What you should do
All lines from the one containing "Locate the man in" through the last line below must be duplicated exactly, with nothing outside that span.

Data provided

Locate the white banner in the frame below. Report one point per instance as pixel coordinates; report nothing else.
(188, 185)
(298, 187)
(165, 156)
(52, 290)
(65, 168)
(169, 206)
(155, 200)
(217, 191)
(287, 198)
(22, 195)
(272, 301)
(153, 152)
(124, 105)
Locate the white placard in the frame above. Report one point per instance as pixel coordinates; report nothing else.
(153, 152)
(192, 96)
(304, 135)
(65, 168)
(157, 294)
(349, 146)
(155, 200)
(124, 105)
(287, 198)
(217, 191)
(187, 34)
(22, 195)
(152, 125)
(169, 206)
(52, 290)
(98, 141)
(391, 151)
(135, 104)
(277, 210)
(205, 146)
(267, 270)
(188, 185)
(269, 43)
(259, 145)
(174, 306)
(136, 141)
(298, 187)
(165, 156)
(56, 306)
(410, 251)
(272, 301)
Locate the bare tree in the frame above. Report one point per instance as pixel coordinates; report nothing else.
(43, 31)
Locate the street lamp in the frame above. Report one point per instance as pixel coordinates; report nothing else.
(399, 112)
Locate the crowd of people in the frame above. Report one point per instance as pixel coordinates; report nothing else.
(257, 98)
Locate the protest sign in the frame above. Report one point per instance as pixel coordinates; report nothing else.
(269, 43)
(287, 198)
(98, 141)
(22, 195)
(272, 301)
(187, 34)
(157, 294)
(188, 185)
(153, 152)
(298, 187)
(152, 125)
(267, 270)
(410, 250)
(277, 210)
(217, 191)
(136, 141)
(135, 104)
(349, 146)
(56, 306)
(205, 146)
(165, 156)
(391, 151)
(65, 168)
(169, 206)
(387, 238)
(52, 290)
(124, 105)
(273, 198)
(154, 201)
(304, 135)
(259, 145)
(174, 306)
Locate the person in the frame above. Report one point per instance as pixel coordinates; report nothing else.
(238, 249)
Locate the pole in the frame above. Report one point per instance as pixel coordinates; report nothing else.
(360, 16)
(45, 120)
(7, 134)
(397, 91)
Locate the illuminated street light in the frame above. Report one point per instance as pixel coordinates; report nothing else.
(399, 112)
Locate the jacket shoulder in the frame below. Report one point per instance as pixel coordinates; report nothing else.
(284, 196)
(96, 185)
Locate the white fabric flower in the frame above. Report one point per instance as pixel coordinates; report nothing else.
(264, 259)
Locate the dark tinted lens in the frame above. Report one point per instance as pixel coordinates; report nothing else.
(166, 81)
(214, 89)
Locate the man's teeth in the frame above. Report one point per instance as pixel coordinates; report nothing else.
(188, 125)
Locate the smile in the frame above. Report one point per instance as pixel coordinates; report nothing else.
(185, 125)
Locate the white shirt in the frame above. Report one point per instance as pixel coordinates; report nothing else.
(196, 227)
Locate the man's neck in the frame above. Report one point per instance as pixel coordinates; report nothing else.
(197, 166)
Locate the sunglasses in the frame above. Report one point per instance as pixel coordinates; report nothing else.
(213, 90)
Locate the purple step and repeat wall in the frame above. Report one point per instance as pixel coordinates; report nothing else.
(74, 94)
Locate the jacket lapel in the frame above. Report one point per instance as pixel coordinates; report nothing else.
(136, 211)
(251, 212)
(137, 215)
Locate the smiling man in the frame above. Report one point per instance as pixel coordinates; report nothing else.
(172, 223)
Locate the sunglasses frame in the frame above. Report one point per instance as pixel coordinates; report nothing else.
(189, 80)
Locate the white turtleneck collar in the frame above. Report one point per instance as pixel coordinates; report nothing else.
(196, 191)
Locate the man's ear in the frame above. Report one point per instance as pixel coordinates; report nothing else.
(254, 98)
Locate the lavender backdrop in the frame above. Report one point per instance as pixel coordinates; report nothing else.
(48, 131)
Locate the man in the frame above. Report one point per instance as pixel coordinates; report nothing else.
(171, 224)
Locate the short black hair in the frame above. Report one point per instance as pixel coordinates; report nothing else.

Response for this exercise
Locate the man in the frame above. Report one point per instance as pixel coordinates; report nothing else.
(171, 224)
Locate the short black hair in the frame above. Report one point per instance as pixel coordinates; report nothing else.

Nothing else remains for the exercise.